[Raw rows]
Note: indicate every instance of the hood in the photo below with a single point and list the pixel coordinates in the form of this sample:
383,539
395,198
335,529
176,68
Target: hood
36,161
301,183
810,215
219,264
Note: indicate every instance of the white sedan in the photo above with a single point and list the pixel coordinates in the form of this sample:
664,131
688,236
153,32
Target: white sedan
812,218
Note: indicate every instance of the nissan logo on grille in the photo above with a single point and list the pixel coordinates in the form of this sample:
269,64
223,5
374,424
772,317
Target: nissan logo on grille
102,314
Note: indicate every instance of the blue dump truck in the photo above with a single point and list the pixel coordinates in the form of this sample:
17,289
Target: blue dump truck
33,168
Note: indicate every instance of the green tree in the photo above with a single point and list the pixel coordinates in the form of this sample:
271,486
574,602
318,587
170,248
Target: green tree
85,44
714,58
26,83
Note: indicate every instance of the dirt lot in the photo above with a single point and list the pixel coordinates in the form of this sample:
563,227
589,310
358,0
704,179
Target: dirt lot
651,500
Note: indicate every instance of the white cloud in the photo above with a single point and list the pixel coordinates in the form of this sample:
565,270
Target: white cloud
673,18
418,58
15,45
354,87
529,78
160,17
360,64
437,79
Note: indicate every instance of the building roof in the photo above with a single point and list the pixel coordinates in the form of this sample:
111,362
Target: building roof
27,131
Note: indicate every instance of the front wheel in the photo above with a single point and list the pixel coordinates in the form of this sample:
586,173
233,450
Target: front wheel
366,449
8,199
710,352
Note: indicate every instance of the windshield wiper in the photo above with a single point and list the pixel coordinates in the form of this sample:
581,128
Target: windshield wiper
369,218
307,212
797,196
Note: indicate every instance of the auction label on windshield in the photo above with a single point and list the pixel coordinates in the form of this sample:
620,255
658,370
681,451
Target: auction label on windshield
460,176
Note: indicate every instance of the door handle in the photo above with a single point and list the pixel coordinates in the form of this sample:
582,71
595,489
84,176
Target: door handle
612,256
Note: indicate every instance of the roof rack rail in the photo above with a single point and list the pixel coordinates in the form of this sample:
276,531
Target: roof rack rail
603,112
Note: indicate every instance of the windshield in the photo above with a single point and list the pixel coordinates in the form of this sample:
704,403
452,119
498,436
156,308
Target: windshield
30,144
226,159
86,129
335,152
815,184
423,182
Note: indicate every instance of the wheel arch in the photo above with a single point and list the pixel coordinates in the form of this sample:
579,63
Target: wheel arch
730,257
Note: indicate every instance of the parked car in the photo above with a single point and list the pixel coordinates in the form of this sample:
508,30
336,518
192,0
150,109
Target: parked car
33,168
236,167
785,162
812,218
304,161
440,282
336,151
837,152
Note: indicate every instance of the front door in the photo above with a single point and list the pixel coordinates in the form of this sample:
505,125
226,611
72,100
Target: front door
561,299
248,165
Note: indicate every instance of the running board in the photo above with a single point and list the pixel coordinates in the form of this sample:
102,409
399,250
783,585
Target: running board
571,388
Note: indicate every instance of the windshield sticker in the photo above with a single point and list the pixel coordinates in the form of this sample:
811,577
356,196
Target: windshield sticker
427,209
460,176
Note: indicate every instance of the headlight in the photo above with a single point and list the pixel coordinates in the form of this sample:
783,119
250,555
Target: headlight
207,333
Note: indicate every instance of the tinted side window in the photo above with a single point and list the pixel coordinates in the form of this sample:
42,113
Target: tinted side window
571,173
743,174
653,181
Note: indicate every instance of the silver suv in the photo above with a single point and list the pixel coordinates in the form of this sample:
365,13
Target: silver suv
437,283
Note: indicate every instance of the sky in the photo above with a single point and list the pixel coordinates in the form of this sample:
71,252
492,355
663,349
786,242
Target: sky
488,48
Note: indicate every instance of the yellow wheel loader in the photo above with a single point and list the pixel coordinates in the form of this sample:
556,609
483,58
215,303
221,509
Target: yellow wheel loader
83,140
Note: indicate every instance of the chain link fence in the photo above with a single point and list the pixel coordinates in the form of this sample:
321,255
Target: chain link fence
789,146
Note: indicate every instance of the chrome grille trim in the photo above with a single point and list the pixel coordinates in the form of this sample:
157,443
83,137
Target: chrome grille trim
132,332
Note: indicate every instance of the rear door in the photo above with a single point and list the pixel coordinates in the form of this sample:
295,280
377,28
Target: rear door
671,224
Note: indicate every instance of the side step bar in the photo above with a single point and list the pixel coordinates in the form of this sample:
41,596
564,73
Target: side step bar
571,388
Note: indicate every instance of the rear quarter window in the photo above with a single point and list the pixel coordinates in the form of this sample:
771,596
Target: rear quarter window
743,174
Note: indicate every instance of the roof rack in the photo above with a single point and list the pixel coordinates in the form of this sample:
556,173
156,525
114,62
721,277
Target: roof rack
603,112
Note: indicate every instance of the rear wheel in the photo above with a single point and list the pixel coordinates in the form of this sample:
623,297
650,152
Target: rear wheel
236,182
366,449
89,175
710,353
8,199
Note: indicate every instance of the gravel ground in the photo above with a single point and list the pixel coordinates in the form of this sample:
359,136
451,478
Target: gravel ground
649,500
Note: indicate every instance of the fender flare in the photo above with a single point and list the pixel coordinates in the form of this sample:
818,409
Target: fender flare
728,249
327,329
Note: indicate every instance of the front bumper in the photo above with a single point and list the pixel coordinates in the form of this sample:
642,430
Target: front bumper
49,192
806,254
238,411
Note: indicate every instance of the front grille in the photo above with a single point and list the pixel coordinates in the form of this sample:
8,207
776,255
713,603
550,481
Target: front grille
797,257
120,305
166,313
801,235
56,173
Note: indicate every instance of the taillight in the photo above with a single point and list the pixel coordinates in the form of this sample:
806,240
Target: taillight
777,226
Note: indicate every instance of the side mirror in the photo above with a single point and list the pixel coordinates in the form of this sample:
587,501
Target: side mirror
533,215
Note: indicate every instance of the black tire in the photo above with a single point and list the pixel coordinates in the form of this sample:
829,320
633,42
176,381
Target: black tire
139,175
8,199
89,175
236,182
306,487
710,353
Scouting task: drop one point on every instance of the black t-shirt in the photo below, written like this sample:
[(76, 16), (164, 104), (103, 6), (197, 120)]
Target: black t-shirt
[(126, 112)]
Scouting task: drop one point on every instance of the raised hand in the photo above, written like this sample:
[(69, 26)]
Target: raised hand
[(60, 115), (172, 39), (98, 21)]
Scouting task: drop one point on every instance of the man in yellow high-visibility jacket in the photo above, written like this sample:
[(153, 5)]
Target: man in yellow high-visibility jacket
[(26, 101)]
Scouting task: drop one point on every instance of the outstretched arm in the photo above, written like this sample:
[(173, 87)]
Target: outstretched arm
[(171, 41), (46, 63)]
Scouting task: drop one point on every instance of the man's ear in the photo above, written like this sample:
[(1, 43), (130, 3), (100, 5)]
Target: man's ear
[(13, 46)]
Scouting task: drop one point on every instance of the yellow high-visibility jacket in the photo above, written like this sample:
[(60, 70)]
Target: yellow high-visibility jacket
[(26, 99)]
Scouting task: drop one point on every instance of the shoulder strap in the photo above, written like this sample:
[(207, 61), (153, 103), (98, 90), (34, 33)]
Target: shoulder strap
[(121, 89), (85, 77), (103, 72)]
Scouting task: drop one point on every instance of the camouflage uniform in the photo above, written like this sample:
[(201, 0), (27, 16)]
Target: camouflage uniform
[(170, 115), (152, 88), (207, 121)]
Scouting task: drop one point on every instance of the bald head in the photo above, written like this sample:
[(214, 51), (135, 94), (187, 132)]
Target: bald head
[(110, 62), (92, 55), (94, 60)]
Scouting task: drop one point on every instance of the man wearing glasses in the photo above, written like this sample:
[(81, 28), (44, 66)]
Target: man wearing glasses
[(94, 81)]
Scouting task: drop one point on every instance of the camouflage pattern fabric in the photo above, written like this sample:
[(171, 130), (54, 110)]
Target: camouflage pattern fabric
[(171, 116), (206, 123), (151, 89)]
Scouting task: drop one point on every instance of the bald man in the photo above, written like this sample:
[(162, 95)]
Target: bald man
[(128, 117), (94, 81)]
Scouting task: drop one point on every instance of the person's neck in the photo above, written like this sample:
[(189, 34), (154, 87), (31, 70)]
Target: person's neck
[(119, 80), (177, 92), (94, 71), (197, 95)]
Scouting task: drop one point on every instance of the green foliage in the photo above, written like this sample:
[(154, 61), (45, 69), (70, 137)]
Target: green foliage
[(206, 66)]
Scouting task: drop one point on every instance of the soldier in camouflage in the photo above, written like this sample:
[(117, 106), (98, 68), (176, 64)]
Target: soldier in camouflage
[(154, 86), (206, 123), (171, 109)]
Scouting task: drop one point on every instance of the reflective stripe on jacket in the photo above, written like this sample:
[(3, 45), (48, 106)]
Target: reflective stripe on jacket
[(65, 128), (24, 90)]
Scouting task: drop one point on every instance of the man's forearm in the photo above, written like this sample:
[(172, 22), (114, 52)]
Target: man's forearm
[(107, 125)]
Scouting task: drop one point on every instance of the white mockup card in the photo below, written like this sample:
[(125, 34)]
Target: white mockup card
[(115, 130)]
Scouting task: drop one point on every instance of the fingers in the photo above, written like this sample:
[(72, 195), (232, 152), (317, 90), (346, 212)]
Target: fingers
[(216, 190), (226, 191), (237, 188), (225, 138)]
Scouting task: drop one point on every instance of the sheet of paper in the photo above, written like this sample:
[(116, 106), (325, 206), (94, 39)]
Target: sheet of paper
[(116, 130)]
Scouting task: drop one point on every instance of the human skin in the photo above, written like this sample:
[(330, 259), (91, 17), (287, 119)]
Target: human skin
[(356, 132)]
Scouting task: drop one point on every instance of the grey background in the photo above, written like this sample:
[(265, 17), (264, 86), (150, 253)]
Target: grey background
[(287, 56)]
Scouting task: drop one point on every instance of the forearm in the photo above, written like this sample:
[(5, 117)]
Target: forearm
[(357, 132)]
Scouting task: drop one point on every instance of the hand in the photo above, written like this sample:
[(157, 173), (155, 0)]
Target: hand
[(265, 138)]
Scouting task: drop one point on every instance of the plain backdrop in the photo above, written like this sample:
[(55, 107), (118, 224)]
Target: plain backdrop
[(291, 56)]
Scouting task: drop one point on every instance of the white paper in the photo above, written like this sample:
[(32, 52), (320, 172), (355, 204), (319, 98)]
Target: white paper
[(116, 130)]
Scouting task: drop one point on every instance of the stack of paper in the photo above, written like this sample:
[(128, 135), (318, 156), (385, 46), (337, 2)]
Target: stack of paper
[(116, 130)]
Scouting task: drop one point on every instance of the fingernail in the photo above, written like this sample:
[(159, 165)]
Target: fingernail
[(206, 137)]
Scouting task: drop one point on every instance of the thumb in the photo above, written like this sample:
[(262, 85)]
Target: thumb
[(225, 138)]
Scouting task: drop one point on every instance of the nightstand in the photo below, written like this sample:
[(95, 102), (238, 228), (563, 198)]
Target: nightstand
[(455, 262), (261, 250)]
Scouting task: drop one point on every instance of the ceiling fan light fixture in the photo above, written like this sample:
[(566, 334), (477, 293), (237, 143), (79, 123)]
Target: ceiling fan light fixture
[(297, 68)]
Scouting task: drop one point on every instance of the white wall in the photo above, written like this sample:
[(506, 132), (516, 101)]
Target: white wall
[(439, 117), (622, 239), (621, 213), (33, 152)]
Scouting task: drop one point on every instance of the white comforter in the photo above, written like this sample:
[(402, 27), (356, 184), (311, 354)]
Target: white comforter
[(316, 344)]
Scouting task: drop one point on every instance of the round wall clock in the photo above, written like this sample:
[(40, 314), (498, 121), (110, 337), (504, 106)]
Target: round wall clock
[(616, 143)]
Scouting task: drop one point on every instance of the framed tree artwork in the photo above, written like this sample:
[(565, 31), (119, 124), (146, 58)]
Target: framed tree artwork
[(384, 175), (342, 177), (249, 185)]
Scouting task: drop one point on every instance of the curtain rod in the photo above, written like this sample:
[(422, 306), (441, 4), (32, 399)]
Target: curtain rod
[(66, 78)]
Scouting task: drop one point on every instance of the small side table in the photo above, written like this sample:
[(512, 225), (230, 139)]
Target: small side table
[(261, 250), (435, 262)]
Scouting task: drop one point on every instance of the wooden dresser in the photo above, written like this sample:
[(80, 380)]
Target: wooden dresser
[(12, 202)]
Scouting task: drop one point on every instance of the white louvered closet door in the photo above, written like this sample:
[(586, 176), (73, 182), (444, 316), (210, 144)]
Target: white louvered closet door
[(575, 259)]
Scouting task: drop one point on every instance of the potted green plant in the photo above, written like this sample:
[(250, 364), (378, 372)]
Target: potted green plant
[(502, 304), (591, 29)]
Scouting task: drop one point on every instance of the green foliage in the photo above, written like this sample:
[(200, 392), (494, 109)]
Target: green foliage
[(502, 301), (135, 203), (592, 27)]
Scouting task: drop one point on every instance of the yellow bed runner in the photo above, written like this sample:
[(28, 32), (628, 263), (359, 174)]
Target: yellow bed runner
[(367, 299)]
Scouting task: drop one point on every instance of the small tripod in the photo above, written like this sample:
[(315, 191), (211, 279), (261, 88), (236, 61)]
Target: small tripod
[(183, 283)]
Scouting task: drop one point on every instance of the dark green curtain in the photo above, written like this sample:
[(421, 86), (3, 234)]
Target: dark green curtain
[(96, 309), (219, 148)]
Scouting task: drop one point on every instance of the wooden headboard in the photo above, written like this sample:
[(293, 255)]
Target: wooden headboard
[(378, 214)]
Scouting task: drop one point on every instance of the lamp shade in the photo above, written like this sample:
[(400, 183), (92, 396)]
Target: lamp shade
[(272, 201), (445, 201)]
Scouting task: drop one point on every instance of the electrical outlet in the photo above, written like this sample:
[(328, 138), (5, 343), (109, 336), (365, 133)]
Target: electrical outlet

» Problem to solve: Please extract the rows above from the line with "the yellow bed" up to and including the line with "[(183, 283)]". Copy each line character for character.

» In response:
Scouting task: drop one point on every instance of the yellow bed runner in the photo above, written like this sample:
[(28, 32), (628, 263), (359, 174)]
Target: yellow bed runner
[(367, 299)]
Scouting task: drop one point on every instance of the small tripod in the photo above, written like this sample:
[(315, 191), (211, 279), (261, 88), (236, 61)]
Target: small tripod
[(183, 283)]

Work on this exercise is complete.